The task → Where the records below show a line containing "Spot every instance of the green forest", start copying; end with the line containing "Spot every instance of the green vegetation", and copy it too.

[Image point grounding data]
+ + + + + + +
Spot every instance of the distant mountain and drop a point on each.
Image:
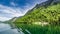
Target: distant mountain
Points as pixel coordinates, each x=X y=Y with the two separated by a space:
x=48 y=11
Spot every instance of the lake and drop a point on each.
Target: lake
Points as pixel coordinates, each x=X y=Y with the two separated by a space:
x=6 y=29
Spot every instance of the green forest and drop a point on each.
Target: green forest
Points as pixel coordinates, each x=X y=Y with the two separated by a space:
x=43 y=19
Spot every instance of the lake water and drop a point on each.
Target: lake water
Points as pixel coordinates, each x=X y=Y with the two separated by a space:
x=6 y=29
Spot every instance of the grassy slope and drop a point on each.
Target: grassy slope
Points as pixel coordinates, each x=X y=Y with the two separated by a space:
x=49 y=14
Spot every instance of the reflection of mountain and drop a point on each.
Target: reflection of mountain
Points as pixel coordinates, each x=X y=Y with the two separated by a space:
x=46 y=13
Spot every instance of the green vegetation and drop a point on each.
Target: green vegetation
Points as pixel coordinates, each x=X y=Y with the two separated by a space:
x=49 y=14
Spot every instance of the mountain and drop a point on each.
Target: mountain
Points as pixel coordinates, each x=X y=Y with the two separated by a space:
x=48 y=11
x=33 y=21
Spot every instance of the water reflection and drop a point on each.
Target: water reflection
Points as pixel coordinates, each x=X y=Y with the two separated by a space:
x=6 y=29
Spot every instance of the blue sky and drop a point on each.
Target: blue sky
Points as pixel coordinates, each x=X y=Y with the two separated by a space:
x=16 y=8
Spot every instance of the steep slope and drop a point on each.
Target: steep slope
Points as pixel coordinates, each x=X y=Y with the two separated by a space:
x=43 y=13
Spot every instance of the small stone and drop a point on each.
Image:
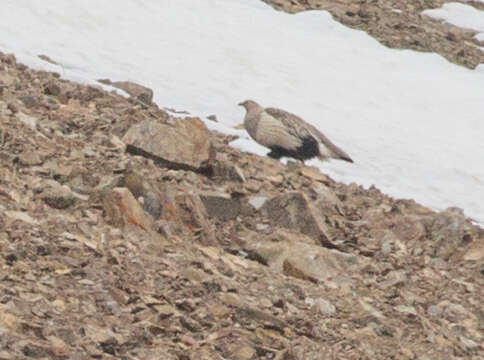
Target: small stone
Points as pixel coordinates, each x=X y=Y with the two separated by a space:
x=59 y=197
x=257 y=201
x=323 y=307
x=30 y=158
x=245 y=353
x=434 y=310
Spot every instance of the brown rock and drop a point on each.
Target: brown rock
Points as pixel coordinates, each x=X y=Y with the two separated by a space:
x=123 y=210
x=221 y=205
x=295 y=256
x=52 y=88
x=193 y=215
x=29 y=158
x=294 y=211
x=139 y=92
x=184 y=145
x=58 y=196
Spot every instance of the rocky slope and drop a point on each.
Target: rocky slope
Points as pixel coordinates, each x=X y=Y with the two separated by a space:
x=400 y=24
x=129 y=234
+ + + + + + +
Result for this task →
Spot every instance of the green forest and drop a point on each.
Target: green forest
Points as pixel coordinates, each x=X y=Y with the two separated by a space:
x=43 y=19
Spot every instance of the lake water and drop a point on each.
Target: lake water
Points as pixel coordinates, each x=X y=Y with the two separated by a space:
x=6 y=29
Spot every instance of the grassy slope and drop a point on each.
Target: grassy slope
Points as pixel coordinates, each x=X y=Y with the two separated by a space:
x=49 y=14
Spot every instance of the reflection of mountain and drop a point on each.
Target: reflection of mountain
Points as pixel coordinates, each x=X y=Y with the two separated by a space:
x=46 y=13
Spot every instance of the green vegetation and drop a point on each.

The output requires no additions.